_PROVIDED DATA_
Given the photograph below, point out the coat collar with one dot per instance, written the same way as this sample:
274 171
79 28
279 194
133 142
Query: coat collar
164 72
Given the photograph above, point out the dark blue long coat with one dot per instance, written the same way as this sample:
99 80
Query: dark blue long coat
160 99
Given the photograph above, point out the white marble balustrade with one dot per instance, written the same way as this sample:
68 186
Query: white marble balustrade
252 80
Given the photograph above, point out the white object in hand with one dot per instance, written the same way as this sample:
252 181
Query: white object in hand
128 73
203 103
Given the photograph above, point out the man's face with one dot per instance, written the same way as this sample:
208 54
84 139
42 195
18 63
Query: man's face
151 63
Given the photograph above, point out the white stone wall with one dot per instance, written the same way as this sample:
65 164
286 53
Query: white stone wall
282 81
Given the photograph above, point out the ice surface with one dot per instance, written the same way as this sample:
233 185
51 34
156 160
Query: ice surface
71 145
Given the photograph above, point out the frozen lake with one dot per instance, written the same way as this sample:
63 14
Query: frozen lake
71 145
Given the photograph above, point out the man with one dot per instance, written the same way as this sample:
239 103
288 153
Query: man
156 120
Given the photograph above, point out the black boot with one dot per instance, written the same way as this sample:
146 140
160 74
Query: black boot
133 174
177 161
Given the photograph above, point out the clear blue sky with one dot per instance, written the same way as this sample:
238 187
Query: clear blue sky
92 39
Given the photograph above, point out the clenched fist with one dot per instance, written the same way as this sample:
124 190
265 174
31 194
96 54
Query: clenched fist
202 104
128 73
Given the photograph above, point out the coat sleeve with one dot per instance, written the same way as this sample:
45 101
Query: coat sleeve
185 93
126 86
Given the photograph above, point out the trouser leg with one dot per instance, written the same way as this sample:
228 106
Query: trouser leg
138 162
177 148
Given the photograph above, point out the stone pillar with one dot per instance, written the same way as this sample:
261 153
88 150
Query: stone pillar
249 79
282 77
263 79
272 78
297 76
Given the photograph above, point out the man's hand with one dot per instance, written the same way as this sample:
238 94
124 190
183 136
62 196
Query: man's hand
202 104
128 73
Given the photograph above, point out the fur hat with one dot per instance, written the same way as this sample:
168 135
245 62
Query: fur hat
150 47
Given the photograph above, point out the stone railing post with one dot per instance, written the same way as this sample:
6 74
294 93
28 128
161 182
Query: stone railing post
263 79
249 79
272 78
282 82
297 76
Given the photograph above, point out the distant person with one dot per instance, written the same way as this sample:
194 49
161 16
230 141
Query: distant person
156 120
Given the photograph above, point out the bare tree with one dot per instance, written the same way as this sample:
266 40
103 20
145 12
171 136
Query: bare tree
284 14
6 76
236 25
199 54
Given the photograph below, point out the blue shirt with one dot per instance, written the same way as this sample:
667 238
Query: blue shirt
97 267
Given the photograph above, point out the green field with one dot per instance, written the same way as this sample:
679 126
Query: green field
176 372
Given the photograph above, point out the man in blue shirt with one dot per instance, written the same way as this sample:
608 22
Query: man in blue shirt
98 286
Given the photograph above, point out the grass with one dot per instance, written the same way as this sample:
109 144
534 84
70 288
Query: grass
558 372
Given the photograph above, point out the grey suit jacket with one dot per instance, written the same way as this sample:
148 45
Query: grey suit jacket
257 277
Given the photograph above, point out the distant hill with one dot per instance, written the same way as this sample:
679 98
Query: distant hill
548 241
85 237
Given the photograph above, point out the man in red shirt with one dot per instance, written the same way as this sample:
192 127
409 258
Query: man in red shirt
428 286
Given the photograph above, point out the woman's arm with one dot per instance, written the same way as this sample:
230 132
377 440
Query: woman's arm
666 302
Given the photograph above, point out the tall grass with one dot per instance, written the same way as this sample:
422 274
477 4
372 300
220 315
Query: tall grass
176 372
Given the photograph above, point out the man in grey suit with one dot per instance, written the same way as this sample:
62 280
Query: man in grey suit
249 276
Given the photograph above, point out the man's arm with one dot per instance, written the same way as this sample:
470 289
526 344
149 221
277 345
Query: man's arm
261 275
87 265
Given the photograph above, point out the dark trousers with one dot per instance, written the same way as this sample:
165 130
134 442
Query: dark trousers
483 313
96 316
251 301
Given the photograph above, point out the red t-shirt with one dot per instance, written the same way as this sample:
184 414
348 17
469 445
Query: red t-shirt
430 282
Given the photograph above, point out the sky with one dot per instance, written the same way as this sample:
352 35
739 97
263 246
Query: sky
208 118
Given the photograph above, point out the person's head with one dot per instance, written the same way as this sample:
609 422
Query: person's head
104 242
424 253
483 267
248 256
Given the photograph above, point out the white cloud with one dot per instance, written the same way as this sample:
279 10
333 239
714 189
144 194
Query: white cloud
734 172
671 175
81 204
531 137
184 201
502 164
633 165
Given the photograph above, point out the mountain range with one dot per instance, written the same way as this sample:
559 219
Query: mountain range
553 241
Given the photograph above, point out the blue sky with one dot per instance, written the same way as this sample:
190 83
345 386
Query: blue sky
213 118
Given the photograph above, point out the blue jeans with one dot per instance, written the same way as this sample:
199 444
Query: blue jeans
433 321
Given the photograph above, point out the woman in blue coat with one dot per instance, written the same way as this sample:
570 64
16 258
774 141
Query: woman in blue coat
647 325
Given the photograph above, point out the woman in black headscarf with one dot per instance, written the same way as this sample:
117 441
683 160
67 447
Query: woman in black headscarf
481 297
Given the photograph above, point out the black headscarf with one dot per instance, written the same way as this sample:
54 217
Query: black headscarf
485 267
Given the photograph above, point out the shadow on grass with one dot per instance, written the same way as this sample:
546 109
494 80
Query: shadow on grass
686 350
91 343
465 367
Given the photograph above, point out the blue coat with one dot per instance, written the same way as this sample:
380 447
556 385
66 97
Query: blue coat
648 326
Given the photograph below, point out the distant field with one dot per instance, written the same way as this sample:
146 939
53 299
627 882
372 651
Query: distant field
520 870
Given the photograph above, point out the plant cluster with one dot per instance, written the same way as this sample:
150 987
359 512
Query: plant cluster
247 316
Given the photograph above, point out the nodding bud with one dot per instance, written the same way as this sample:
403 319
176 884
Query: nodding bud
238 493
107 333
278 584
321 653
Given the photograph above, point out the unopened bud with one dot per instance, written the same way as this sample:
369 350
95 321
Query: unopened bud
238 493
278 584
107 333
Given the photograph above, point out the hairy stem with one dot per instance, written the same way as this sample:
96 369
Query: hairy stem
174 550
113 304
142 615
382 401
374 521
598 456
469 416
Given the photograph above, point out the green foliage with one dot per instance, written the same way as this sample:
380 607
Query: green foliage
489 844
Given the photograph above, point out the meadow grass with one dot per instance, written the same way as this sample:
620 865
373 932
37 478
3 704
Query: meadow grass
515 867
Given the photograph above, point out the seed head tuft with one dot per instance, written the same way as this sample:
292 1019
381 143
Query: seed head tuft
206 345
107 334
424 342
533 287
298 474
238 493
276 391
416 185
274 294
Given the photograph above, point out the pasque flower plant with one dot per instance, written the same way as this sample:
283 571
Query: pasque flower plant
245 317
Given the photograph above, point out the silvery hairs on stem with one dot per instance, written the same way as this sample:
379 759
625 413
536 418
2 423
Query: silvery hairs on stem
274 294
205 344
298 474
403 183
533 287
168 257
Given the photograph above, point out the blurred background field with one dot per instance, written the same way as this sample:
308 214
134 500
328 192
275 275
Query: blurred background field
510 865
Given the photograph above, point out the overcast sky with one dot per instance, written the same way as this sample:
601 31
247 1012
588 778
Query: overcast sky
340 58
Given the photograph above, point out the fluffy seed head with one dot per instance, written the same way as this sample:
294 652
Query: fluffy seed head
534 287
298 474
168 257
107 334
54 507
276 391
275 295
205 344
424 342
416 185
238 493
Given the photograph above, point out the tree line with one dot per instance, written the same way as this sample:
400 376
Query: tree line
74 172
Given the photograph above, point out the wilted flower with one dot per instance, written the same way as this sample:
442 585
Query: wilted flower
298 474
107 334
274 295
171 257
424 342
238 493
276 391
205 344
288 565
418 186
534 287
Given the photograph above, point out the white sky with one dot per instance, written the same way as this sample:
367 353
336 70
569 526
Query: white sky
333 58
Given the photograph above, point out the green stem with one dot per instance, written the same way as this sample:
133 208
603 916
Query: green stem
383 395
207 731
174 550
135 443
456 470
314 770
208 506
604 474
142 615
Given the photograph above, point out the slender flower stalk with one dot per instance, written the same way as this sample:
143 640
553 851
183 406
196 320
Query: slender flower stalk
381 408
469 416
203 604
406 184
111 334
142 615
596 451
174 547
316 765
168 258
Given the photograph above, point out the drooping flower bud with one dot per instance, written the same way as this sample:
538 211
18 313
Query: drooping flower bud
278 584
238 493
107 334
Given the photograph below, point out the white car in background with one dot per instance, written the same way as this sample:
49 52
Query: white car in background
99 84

_THE PROBLEM_
Copy exactly the lines running from the one that contains "Given the photograph below, point out the white" to the end of the material, both ends included.

_EXERCISE SOLUTION_
Given the photograph below, point out the white car in background with one dot per instance, written the same way as this sample:
49 52
Query: white car in background
99 84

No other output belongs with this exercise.